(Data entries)
####
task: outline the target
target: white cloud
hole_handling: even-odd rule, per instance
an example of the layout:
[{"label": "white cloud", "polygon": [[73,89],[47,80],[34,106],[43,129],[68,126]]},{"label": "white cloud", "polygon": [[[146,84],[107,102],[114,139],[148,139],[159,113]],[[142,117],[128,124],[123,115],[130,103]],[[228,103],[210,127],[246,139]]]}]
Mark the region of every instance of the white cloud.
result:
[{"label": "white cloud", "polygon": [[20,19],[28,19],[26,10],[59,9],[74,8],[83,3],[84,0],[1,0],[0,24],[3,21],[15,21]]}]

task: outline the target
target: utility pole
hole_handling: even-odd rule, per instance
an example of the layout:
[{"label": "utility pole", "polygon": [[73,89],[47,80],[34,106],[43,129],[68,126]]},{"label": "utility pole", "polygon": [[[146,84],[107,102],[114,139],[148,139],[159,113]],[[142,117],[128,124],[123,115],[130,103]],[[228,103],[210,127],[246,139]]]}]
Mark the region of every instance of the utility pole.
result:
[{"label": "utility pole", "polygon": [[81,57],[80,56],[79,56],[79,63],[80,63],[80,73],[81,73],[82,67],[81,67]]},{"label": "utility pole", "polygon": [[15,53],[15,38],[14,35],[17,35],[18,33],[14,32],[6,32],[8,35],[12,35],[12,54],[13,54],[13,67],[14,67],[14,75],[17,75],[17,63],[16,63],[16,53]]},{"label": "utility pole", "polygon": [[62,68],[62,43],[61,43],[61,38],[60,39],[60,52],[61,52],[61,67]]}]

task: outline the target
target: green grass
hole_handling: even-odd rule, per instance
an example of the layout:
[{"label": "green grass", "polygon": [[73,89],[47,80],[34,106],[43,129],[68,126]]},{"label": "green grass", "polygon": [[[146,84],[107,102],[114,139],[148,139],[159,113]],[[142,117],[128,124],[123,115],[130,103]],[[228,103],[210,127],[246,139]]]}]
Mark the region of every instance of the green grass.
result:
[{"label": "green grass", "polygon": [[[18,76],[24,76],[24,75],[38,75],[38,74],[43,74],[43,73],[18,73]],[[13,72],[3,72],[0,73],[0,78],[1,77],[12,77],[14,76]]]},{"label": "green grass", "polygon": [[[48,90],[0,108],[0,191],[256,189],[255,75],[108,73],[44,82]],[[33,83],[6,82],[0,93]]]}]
####
● THE EXERCISE: Repeat the listing in full, keeping every line exactly as it is.

● TASK SOLUTION:
task: outline the target
target: white cloud
hole_handling: even-odd rule, per instance
an example of the layout:
[{"label": "white cloud", "polygon": [[73,89],[47,80],[34,106],[43,129],[68,126]]},{"label": "white cloud", "polygon": [[[146,84],[107,102],[114,139],[148,139],[159,113]],[[142,117],[128,124],[123,115],[130,103]],[[228,103],[210,127],[246,139]]]}]
Mark the region of every instance of the white cloud.
result:
[{"label": "white cloud", "polygon": [[20,19],[28,19],[26,10],[59,9],[74,8],[83,3],[84,0],[1,0],[0,24],[3,21],[15,21]]}]

task: outline the target
target: utility pole
hole_handling: even-odd rule, per instance
an example of the layout:
[{"label": "utility pole", "polygon": [[73,89],[47,80],[34,106],[43,129],[68,126]]},{"label": "utility pole", "polygon": [[[146,84],[107,102],[114,139],[148,139],[159,113]],[[142,117],[128,124],[123,115],[130,103]],[[228,103],[210,127],[246,139]]]}]
Mark the region of every instance of the utility pole.
result:
[{"label": "utility pole", "polygon": [[81,57],[80,56],[79,56],[79,63],[80,63],[80,73],[81,73],[82,67],[81,67]]},{"label": "utility pole", "polygon": [[15,53],[15,38],[14,35],[17,35],[18,33],[14,32],[6,32],[8,35],[12,35],[12,54],[13,54],[13,67],[14,67],[14,75],[17,75],[17,63],[16,63],[16,53]]},{"label": "utility pole", "polygon": [[62,68],[62,43],[61,43],[61,38],[60,39],[60,52],[61,52],[61,67]]}]

task: outline the target
target: green grass
hole_handling: even-odd rule, per instance
an example of the layout:
[{"label": "green grass", "polygon": [[73,89],[47,80],[34,106],[43,129],[68,126]]},{"label": "green grass", "polygon": [[[146,84],[107,102],[114,139],[148,139],[159,113]],[[142,117],[128,124],[123,115],[130,103]],[[228,103],[210,127],[246,139]]]}]
Mark the region of every instance of the green grass.
result:
[{"label": "green grass", "polygon": [[[18,76],[24,76],[24,75],[38,75],[38,74],[43,74],[43,73],[18,73]],[[13,72],[3,72],[0,73],[0,78],[1,77],[12,77],[14,76]]]},{"label": "green grass", "polygon": [[[48,90],[0,108],[0,191],[256,189],[255,75],[108,73],[44,82]],[[33,83],[6,82],[0,93]]]}]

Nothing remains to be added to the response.